■ Goal
Quote the entries in full, character for character, without their images.
□ □ □ □
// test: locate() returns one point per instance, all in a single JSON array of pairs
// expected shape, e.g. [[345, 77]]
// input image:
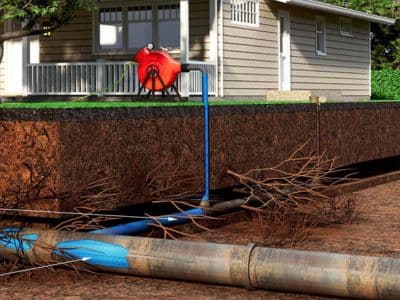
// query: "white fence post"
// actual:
[[101, 78]]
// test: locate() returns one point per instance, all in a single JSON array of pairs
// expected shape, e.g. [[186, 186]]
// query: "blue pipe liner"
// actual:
[[12, 239], [204, 81], [144, 225], [99, 253]]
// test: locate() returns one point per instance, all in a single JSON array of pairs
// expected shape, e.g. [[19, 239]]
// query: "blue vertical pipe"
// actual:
[[206, 196], [181, 217]]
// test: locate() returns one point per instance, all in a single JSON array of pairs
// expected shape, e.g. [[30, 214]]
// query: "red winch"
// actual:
[[157, 70]]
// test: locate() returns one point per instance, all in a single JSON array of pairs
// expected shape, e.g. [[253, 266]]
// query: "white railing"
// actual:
[[99, 78]]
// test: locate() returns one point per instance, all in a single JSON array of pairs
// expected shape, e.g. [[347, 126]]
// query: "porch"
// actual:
[[117, 78], [93, 54]]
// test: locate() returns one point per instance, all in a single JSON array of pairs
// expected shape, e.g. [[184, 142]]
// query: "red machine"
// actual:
[[157, 70]]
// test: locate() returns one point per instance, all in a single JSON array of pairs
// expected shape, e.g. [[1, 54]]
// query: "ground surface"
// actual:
[[378, 233]]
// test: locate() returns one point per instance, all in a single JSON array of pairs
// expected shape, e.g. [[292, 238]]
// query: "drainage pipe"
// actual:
[[142, 226], [253, 267]]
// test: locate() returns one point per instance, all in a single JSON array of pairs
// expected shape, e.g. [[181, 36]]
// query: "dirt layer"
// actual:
[[376, 233]]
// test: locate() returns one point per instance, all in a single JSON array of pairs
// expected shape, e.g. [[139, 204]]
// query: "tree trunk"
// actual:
[[1, 51]]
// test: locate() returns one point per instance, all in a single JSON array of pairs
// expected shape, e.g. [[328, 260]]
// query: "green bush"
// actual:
[[386, 84]]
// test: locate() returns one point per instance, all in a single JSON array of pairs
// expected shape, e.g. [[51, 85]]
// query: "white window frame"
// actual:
[[96, 48], [239, 16], [322, 19], [349, 21]]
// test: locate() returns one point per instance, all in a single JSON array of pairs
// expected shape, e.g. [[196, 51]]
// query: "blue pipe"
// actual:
[[181, 217], [144, 225], [206, 196]]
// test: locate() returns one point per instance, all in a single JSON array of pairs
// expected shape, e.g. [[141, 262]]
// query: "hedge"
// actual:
[[386, 84]]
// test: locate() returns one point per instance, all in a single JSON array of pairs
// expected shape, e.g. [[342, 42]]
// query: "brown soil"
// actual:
[[377, 233]]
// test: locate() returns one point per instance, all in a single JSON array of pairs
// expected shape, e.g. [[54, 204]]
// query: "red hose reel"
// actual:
[[157, 71]]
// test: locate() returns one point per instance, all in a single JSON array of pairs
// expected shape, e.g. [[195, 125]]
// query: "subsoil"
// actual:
[[376, 233]]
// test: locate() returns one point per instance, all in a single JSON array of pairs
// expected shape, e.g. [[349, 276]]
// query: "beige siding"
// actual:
[[343, 71], [74, 42], [250, 54], [1, 68], [199, 28]]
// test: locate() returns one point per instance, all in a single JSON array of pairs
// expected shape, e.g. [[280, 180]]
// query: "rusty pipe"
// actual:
[[253, 267]]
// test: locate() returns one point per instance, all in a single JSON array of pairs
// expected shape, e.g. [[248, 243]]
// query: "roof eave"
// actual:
[[340, 11]]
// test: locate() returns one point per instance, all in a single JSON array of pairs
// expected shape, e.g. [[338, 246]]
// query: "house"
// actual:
[[252, 49]]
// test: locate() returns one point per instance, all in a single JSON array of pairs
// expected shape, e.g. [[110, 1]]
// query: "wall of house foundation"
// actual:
[[48, 154]]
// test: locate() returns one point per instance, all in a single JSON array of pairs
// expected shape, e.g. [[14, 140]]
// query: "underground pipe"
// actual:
[[253, 267], [137, 227]]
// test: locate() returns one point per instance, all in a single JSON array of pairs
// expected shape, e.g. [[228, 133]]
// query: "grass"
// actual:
[[104, 104], [126, 104]]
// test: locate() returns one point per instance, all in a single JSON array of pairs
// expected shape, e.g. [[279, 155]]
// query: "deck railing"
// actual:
[[99, 78]]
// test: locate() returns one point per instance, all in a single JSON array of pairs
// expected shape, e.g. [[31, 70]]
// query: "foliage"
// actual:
[[37, 11], [385, 39], [386, 84], [38, 16]]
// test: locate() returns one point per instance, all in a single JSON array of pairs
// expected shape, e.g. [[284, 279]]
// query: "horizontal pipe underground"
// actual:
[[141, 226], [320, 273]]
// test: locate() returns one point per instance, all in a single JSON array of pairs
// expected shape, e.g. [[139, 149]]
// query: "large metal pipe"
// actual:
[[253, 267]]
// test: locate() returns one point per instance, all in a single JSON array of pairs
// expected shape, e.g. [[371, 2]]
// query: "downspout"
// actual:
[[252, 267]]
□ □ □ □
■ Written solution
// test: locate() returns one point per instance, all in a single JSON array of pairs
// expected shape, e.g. [[345, 77]]
// input image:
// query: "white fence post"
// actual:
[[101, 78]]
// test: locate() returns one point per instance, all in a single JSON array of pairs
// expected shape, e.g. [[186, 186]]
// query: "blue pipe liner"
// actual:
[[12, 239], [204, 81], [144, 225], [99, 253]]
// test: locate() returns one point per instance, all in a single JSON array of pairs
// expected shape, e.g. [[19, 239]]
// query: "blue vertical pipe"
// actual:
[[206, 196], [181, 217]]
// test: locate() returns one point per instance, all in a single JSON array of pairs
// expected shape, e.g. [[30, 214]]
// query: "red winch"
// actual:
[[157, 70]]
// test: locate() returns one point per instance, all in a single JSON array of pairs
// expected shape, e.g. [[253, 266]]
// query: "white railing"
// actual:
[[99, 78]]
// test: locate() returns one point per instance, all in a single JSON array of pairs
// expected shape, e.g. [[347, 126]]
// query: "porch"
// actual:
[[117, 78], [93, 54]]
// test: locate() returns one point per instance, all in a single JSON array of pairs
// expected shape, e.g. [[184, 142]]
// query: "red machine"
// actual:
[[157, 70]]
// test: locate() returns one point per instance, all in a single JSON array of pairs
// expected shape, e.g. [[1, 54]]
// query: "ground surface"
// actual:
[[378, 233]]
// test: locate() returns one point per instance, all in a single JSON array of pairs
// expected shape, e.g. [[292, 238]]
// query: "drainage pipe"
// actual:
[[142, 226], [253, 267]]
// test: locate() returns one point per instance, all in a single JSON array of pairs
// expected shape, e.g. [[181, 36]]
// query: "dirt layer"
// actual:
[[376, 233]]
// test: locate() returns one point per instance, all in a single JSON array of pairs
// expected shape, e.g. [[139, 204]]
// query: "tree trunk"
// actual:
[[1, 51]]
// test: locate() returns one point per instance, all in a single JSON array of pairs
// expected shape, e.g. [[328, 260]]
// query: "green bush"
// actual:
[[386, 84]]
// test: locate() returns one point per instance, all in a single JSON array of pairs
// expected shape, e.g. [[51, 85]]
// query: "white window frame"
// actual:
[[96, 48], [239, 16], [322, 19], [349, 21]]
// test: locate() returns one point per instance, all in a single JSON array of pairs
// expected shape, e.g. [[196, 51]]
// query: "blue pipe"
// actual:
[[181, 217], [144, 225], [206, 196]]
// test: locate() returns one point per instance, all in a single JSON array of pairs
// expected shape, e.g. [[141, 262]]
// query: "hedge"
// actual:
[[386, 84]]
// test: locate() returns one point per instance, all in a single JSON array of pairs
// expected shape, e.g. [[342, 42]]
// query: "brown soil"
// actual:
[[377, 233]]
// test: locate() returns one point per instance, all in a single JSON array of pairs
// expected shape, e.g. [[54, 204]]
// query: "red hose reel"
// actual:
[[157, 71]]
// test: locate() returns one point per instance, all in a single JSON array of pairs
// expected shape, e.g. [[195, 125]]
// query: "subsoil"
// actual:
[[376, 233]]
// test: locate() returns one point per instance, all in a single JSON array of pairs
// expected shape, e.g. [[349, 276]]
// query: "beige siding"
// actual:
[[343, 71], [74, 42], [250, 54], [1, 68], [199, 28]]
// test: locate() returns one point per instance, all in a single JSON array of pairs
// expected shape, e.g. [[280, 180]]
// query: "rusty pipe"
// actual:
[[253, 267]]
// test: locate() returns one point per instance, all in a single JSON array of pairs
// expected shape, e.g. [[248, 243]]
// query: "roof eave"
// actual:
[[340, 11]]
// test: locate() returns one point per instance, all in a single JSON array of pairs
// expected shape, e.g. [[338, 246]]
// query: "house"
// actual:
[[252, 49]]
// test: locate() returns one point per instance, all in a single JSON array of pairs
// expected shape, e.g. [[110, 1]]
// query: "wall of house foundation"
// actual:
[[48, 154]]
// test: locate() returns one point per instance, all in a single JSON array of pairs
// expected shape, e.g. [[14, 140]]
// query: "underground pipe"
// actual:
[[253, 267], [137, 227]]
// test: locate() returns one point per instance, all in a single JSON array of pairs
// expected shape, e.g. [[228, 133]]
// query: "grass"
// actual:
[[104, 104], [126, 104]]
// test: locate() returns one point per instance, all in a single JSON array of pairs
// expected shape, e.g. [[279, 155]]
// query: "deck railing"
// actual:
[[99, 78]]
// test: locate() returns one point per instance, all in a single JSON array of pairs
// expected shape, e.g. [[31, 70]]
// query: "foliage"
// actual:
[[37, 11], [385, 39], [386, 84], [38, 16]]
// test: locate() returns one point per instance, all in a single JSON array of pairs
// expected shape, e.g. [[284, 279]]
// query: "horizontal pipe underground"
// actual:
[[141, 226], [320, 273]]
// test: locate() returns one point per instance, all in a single JSON array of pairs
// expected shape, e.g. [[139, 149]]
// query: "large metal pipe"
// actual:
[[253, 267]]
// test: locate() returns one point per instance, all in a single JSON array of pairs
// expected shape, e.g. [[371, 2]]
// query: "downspout"
// actual:
[[252, 267]]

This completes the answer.